--- TO BE DONE ---
Output as a JSON list of strings the lines of the listing, starting at the line that contains "the grassy bank" and running through the end of the listing. Use one string per line, omit blank lines, and include nothing else.

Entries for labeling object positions
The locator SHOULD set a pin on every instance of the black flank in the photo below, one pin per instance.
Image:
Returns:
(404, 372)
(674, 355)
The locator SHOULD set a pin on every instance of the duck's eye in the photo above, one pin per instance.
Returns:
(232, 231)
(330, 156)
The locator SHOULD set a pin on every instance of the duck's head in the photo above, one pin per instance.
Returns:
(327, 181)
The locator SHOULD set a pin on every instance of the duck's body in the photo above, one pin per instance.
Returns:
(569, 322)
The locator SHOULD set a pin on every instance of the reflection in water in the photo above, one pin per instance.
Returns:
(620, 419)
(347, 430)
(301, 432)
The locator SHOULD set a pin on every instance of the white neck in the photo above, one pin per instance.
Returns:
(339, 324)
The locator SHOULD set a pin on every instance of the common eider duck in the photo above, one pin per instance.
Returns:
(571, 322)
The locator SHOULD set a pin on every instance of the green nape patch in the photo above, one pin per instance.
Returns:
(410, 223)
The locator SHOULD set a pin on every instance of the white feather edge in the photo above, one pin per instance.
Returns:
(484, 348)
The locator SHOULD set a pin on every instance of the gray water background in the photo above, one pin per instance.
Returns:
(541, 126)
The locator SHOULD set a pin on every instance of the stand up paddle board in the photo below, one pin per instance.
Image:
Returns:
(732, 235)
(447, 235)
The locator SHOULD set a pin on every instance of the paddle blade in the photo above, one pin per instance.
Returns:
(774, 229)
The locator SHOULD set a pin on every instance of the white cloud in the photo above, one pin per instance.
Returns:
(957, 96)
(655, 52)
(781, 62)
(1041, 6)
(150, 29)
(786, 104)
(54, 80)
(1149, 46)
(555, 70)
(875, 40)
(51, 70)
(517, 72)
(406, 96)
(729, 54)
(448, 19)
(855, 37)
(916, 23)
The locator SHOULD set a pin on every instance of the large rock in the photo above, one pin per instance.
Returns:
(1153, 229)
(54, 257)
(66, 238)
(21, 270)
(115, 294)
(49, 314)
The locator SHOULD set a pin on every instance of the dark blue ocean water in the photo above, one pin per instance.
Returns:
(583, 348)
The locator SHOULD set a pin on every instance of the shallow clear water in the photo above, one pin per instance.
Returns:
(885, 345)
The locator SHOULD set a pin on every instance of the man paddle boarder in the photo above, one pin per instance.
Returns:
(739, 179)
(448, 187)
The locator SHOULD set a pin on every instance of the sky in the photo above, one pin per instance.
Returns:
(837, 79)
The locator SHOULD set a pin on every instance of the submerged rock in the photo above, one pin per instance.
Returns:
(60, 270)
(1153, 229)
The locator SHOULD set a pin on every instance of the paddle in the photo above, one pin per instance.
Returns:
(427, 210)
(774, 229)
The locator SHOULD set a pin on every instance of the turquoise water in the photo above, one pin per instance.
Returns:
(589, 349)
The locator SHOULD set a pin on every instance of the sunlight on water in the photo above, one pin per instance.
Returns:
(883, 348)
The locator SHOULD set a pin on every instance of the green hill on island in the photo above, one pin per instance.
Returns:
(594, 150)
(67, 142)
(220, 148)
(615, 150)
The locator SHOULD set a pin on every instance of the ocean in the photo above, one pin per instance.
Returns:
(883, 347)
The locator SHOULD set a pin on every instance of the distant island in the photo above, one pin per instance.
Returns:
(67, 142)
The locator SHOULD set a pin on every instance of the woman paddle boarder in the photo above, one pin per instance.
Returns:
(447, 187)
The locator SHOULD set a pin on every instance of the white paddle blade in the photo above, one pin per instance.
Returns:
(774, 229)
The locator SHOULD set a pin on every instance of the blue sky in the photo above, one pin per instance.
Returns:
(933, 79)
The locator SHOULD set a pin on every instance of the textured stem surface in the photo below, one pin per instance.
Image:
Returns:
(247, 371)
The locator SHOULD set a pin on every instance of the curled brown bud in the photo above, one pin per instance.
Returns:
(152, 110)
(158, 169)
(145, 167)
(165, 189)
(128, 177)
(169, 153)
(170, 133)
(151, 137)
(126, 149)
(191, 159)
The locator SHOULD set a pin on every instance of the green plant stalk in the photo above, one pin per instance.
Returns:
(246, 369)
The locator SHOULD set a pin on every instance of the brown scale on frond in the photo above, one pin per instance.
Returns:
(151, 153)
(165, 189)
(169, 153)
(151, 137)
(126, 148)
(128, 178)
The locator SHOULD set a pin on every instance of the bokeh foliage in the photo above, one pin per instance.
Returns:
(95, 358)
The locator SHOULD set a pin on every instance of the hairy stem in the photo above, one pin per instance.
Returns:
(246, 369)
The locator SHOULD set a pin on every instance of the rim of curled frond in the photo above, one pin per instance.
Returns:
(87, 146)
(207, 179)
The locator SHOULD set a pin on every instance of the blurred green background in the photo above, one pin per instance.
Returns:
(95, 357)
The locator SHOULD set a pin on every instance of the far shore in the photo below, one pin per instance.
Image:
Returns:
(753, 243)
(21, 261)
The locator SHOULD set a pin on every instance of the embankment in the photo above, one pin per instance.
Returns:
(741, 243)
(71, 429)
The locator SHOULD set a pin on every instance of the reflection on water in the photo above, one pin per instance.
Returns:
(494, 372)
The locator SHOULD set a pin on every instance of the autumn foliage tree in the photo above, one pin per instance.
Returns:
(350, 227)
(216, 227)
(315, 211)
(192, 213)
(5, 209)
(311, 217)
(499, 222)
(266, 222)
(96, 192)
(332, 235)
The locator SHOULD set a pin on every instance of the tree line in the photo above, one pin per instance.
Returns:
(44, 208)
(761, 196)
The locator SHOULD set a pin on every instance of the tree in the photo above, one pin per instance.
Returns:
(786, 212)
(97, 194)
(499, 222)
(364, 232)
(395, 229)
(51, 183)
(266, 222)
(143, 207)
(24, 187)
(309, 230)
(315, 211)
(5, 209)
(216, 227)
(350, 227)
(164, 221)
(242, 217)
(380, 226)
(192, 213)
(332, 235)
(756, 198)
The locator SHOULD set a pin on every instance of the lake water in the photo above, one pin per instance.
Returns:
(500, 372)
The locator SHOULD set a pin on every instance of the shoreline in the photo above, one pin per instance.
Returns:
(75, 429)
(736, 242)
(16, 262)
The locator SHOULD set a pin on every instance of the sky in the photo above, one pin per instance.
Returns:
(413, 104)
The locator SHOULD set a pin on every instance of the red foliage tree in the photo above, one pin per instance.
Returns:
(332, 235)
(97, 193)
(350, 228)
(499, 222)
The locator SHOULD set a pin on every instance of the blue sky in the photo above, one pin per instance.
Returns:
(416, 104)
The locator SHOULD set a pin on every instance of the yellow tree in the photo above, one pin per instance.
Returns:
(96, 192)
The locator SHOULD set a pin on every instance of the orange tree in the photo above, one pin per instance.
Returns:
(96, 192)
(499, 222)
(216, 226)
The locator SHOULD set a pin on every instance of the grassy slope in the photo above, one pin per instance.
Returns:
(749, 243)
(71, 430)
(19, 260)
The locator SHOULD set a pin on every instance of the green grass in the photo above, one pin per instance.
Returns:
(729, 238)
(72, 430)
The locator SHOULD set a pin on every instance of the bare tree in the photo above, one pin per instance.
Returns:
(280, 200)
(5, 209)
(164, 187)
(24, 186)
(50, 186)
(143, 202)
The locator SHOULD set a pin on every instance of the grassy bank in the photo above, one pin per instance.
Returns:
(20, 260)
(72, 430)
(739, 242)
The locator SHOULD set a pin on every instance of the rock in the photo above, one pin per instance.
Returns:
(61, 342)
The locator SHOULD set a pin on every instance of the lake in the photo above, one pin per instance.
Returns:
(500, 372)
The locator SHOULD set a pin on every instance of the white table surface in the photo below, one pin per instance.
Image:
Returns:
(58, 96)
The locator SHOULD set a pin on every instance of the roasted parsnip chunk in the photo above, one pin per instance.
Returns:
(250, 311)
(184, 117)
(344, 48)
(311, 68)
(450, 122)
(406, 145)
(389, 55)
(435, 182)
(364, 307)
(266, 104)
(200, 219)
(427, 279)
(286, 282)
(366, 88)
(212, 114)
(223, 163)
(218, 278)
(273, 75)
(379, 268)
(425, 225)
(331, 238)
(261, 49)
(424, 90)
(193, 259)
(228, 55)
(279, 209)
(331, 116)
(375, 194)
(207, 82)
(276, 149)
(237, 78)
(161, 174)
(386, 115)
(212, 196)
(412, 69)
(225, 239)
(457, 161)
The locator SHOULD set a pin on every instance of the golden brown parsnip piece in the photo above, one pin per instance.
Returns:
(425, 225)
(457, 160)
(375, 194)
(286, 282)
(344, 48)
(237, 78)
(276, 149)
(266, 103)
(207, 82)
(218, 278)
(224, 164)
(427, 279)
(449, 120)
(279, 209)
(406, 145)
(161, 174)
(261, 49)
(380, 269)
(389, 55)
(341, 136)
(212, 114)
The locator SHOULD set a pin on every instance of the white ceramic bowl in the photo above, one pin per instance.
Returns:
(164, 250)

--- WRITTEN SOLUTION ---
[
  "The locator SHOULD set a pin on every instance of the grassy bank in the photo above, one pin per instance.",
  "Returns:",
  "(20, 260)",
  "(72, 430)",
  "(739, 242)",
  "The locator SHOULD set a pin on every instance of the rock in the photo above, one pin per instance.",
  "Returns:",
  "(61, 342)",
  "The locator SHOULD set a pin on every instance of the lake in the photo above, one pin per instance.",
  "Returns:",
  "(500, 372)",
  "The locator SHOULD set a pin on every instance of the white table surface in the photo below, one pin per instance.",
  "Image:",
  "Returns:",
  "(58, 96)",
  "The locator SHOULD set a pin on every instance of the roasted parsnip chunk in the photo above, one pin per instance.",
  "Returns:",
  "(250, 311)",
  "(184, 117)",
  "(344, 48)",
  "(311, 68)",
  "(450, 122)",
  "(406, 145)",
  "(389, 55)",
  "(435, 182)",
  "(364, 307)",
  "(266, 104)",
  "(200, 219)",
  "(427, 279)",
  "(286, 282)",
  "(366, 88)",
  "(212, 114)",
  "(223, 163)",
  "(218, 278)",
  "(273, 75)",
  "(379, 268)",
  "(425, 225)",
  "(331, 238)",
  "(261, 49)",
  "(424, 90)",
  "(193, 259)",
  "(228, 55)",
  "(279, 209)",
  "(331, 116)",
  "(375, 194)",
  "(207, 82)",
  "(276, 149)",
  "(237, 78)",
  "(161, 174)",
  "(386, 115)",
  "(212, 196)",
  "(412, 69)",
  "(225, 239)",
  "(457, 161)",
  "The locator SHOULD set a pin on every instance of the golden brown parsnip piece in the photo above, one pin per instance.",
  "Returns:",
  "(425, 225)",
  "(457, 160)",
  "(375, 194)",
  "(286, 282)",
  "(344, 48)",
  "(237, 78)",
  "(276, 149)",
  "(266, 103)",
  "(207, 82)",
  "(218, 278)",
  "(224, 164)",
  "(427, 279)",
  "(449, 120)",
  "(279, 209)",
  "(406, 145)",
  "(161, 174)",
  "(261, 49)",
  "(380, 269)",
  "(389, 55)",
  "(341, 136)",
  "(212, 114)",
  "The locator SHOULD set a pin on every instance of the white ceramic bowl in the photo above, one pin per instance.",
  "Returns:",
  "(164, 250)"
]